### DATA PROVIDED ###
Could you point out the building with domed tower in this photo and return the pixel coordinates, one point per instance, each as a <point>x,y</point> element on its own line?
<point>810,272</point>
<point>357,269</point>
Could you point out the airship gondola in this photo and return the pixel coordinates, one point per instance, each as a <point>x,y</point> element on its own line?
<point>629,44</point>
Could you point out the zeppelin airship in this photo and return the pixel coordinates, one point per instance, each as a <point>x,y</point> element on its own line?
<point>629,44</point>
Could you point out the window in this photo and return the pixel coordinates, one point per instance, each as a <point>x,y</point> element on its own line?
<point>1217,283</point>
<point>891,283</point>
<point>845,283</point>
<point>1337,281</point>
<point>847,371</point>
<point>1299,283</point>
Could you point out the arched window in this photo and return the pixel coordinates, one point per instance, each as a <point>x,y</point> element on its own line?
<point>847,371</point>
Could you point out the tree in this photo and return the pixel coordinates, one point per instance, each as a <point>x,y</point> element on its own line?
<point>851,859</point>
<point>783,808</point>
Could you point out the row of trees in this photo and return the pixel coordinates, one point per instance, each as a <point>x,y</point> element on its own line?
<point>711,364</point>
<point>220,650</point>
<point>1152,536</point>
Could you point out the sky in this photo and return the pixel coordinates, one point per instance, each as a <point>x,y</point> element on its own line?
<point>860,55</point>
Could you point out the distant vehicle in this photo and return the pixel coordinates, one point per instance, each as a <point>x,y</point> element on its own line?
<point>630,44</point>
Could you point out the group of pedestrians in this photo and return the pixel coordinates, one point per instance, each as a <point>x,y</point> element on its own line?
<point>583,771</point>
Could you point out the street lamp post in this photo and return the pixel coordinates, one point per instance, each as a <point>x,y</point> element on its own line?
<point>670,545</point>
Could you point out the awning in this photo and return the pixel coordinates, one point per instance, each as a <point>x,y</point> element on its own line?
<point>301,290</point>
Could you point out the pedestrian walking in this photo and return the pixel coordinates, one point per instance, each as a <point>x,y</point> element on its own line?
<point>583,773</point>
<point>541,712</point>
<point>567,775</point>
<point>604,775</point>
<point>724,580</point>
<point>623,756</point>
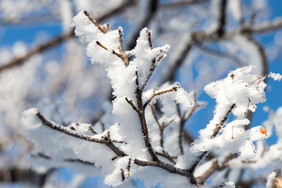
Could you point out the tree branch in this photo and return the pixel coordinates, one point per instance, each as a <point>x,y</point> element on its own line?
<point>106,140</point>
<point>58,40</point>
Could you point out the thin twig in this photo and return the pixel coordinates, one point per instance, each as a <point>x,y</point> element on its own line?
<point>58,40</point>
<point>105,141</point>
<point>122,55</point>
<point>95,23</point>
<point>221,123</point>
<point>158,93</point>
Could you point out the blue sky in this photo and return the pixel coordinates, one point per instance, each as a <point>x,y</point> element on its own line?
<point>11,34</point>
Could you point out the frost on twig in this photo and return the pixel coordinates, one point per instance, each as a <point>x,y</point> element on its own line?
<point>137,141</point>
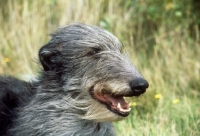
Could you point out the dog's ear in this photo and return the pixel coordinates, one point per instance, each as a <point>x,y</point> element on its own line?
<point>50,58</point>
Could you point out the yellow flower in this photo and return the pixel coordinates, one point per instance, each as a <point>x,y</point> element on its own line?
<point>158,96</point>
<point>6,60</point>
<point>175,101</point>
<point>132,104</point>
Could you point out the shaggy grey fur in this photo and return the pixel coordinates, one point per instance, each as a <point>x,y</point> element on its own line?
<point>78,60</point>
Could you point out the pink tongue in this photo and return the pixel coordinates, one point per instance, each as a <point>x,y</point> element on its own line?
<point>116,100</point>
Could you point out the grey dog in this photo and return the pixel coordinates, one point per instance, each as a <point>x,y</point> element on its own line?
<point>80,90</point>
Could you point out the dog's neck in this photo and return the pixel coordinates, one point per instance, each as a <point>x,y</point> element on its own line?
<point>48,114</point>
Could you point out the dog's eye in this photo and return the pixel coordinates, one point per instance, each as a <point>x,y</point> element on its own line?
<point>94,51</point>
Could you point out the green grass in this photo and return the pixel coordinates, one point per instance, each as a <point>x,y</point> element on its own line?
<point>163,44</point>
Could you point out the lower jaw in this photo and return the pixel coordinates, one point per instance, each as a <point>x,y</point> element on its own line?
<point>115,111</point>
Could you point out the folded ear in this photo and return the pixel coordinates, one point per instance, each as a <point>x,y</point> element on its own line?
<point>50,58</point>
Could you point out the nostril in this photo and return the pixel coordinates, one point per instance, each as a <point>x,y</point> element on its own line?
<point>139,85</point>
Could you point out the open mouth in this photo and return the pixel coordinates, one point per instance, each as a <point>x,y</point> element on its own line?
<point>115,103</point>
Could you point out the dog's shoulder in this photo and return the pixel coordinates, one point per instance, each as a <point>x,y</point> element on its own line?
<point>13,92</point>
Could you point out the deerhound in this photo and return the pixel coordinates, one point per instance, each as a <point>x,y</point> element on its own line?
<point>79,91</point>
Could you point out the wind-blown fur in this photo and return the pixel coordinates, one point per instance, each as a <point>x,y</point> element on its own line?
<point>78,60</point>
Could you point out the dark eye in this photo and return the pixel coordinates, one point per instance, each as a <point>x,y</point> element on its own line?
<point>94,51</point>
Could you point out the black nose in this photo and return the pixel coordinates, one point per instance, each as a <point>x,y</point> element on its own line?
<point>139,86</point>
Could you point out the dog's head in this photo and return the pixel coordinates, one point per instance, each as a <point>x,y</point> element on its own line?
<point>88,60</point>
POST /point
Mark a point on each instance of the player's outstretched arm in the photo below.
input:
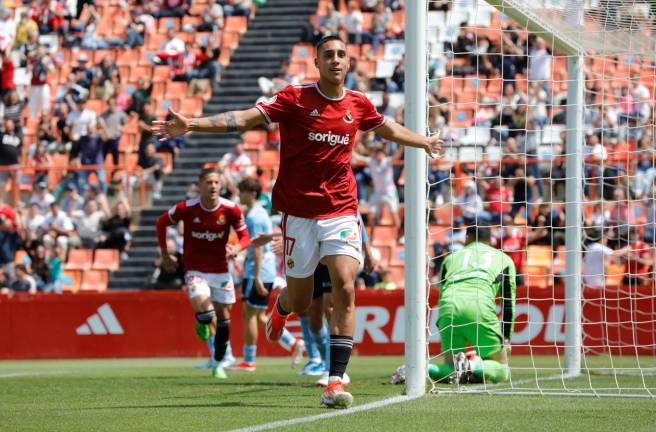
(231, 121)
(393, 131)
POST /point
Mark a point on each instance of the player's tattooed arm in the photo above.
(231, 121)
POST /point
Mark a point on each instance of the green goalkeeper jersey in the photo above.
(479, 273)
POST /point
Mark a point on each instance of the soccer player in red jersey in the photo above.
(315, 190)
(207, 223)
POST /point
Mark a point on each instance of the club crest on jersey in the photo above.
(348, 235)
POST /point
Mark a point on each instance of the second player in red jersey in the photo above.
(317, 134)
(206, 232)
(207, 223)
(316, 191)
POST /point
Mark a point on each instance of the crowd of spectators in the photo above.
(62, 127)
(521, 189)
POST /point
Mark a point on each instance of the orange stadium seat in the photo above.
(168, 161)
(397, 256)
(237, 24)
(175, 90)
(191, 106)
(384, 236)
(398, 275)
(137, 72)
(79, 259)
(161, 74)
(539, 256)
(71, 281)
(94, 280)
(106, 259)
(230, 40)
(20, 255)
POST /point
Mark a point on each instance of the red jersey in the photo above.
(642, 251)
(206, 233)
(515, 247)
(499, 200)
(317, 134)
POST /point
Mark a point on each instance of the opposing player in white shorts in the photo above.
(207, 223)
(315, 189)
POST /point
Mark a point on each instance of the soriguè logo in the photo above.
(329, 137)
(209, 236)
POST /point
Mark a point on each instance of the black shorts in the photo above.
(251, 297)
(322, 284)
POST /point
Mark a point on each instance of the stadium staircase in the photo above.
(268, 40)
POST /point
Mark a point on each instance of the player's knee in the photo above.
(300, 304)
(344, 297)
(205, 317)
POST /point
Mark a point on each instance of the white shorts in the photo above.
(217, 286)
(391, 198)
(307, 241)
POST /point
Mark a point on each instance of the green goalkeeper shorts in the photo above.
(463, 322)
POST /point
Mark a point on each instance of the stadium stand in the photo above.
(273, 47)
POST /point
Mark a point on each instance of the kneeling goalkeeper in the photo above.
(470, 281)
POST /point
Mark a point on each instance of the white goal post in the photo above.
(578, 30)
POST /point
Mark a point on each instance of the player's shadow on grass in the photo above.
(227, 404)
(250, 383)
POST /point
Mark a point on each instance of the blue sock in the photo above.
(312, 350)
(228, 354)
(322, 341)
(287, 340)
(210, 345)
(250, 351)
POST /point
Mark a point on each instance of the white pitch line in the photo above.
(22, 374)
(338, 413)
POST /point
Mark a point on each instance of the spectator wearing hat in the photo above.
(172, 48)
(58, 227)
(42, 197)
(471, 205)
(82, 122)
(6, 74)
(112, 121)
(71, 200)
(40, 64)
(8, 238)
(92, 157)
(88, 223)
(10, 150)
(153, 169)
(24, 281)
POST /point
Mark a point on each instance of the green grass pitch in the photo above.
(171, 395)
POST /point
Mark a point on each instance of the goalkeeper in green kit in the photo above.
(470, 281)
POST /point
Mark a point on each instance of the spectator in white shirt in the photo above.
(171, 49)
(539, 62)
(88, 223)
(385, 193)
(42, 197)
(596, 257)
(237, 160)
(471, 204)
(58, 227)
(33, 221)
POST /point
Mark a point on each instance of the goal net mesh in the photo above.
(497, 84)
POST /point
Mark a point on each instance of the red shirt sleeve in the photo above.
(371, 119)
(173, 216)
(280, 106)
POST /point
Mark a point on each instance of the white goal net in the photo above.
(502, 85)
###
### ASSIGNMENT
The lines from the one holding "Mark a point on each instance of the goalkeeper" to the last line of the entries, both included: retype them exactly and give nothing else.

### RESPONSE TO THE EXERCISE
Mark a point on each instance of the goalkeeper in green kit in the photo above.
(470, 281)
POST /point
Mark a point on each instance of the spectator in white shirt in the photo above.
(171, 49)
(539, 62)
(88, 223)
(385, 193)
(42, 197)
(596, 257)
(237, 160)
(471, 204)
(58, 227)
(33, 221)
POST /point
Mark a point on each instance of the goal net mesh in the photo above.
(497, 84)
POST /point
Mark a point on each instance of the red shirt sleeve in the photo above.
(371, 119)
(173, 216)
(280, 106)
POST /point
Mark a point on each instance of the white goal net in the photo above.
(502, 85)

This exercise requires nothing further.